TASK DIRECTIONS
Report every line of the records below that contains the string "front", copying each line in full. Case counts.

(Rows taken from a segmentation dataset)

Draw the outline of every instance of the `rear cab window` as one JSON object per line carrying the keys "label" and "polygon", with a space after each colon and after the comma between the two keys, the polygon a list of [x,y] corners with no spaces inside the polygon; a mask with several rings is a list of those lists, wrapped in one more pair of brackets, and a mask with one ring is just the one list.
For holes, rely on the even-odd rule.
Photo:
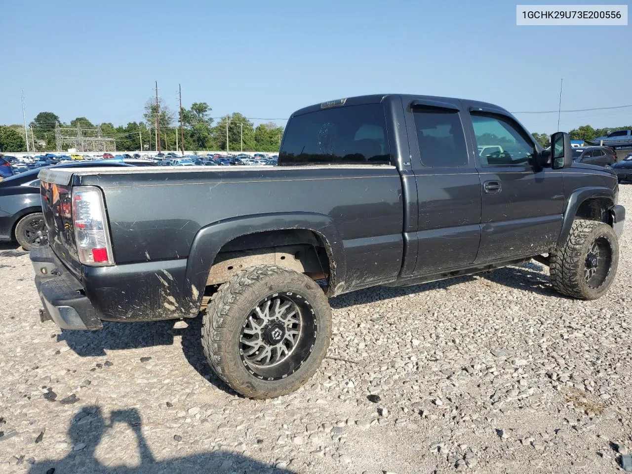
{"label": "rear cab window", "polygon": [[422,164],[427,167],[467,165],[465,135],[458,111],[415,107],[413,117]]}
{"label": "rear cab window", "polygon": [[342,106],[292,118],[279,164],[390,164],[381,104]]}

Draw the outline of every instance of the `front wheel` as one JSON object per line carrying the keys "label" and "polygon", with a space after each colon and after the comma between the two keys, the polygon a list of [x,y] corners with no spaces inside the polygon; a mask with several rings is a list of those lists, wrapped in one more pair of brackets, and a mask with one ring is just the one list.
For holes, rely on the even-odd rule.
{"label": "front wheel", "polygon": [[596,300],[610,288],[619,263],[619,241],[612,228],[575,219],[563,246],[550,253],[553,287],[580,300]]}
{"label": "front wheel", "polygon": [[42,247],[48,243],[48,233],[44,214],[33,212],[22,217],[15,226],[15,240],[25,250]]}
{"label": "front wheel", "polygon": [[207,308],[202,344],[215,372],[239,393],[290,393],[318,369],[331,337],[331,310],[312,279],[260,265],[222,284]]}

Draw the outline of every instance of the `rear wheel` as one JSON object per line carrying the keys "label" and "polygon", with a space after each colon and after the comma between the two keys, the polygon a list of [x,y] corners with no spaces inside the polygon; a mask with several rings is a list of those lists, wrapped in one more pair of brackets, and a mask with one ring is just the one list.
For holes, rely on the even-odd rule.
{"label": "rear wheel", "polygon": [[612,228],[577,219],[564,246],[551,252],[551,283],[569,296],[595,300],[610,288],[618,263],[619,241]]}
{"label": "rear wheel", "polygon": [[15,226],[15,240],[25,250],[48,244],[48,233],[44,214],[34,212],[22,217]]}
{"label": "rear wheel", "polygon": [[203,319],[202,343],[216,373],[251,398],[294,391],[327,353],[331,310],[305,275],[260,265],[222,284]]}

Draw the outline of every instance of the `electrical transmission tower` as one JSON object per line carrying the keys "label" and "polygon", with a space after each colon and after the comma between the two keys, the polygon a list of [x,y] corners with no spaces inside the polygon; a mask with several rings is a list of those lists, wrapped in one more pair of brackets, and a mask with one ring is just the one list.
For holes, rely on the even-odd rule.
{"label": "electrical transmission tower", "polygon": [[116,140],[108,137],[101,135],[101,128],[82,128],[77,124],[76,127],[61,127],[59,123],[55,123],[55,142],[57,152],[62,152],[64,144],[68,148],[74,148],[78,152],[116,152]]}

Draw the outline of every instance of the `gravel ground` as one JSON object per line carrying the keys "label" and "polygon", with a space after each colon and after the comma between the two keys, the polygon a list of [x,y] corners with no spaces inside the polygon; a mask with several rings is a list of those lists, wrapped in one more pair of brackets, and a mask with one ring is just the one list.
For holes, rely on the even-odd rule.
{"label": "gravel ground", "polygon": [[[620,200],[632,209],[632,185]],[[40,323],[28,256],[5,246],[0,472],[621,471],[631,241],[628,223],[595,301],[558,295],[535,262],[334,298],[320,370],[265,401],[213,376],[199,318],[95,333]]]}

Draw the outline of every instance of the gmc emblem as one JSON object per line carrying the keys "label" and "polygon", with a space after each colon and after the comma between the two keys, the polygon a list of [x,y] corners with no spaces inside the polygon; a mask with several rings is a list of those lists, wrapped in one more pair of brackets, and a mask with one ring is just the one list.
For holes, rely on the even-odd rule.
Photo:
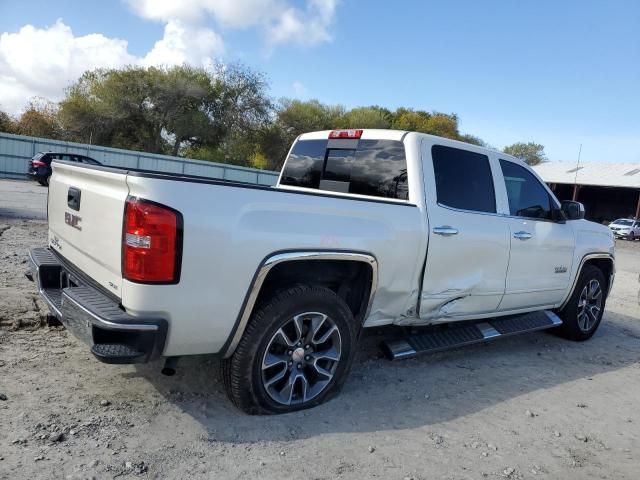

COMPLETE ANSWER
Draw the outline of every instance of the `front wheel` as one JSON object per line carrying the keys "label" and "polygon", with a space after each colon and after the comma between the two keys, the polygon a list of [x,y] corners with no spaces inside the polygon; a mask with several rings is a list of those lists, wrapped in one more pair of brackets, and a mask with one ring is just the one list.
{"label": "front wheel", "polygon": [[596,300],[610,288],[619,263],[619,241],[612,228],[575,219],[563,246],[550,253],[553,287],[580,300]]}
{"label": "front wheel", "polygon": [[42,247],[48,243],[48,233],[44,214],[33,212],[22,217],[15,226],[15,240],[25,250]]}
{"label": "front wheel", "polygon": [[207,308],[202,344],[215,372],[239,393],[290,393],[318,369],[331,337],[331,310],[312,279],[260,265],[222,284]]}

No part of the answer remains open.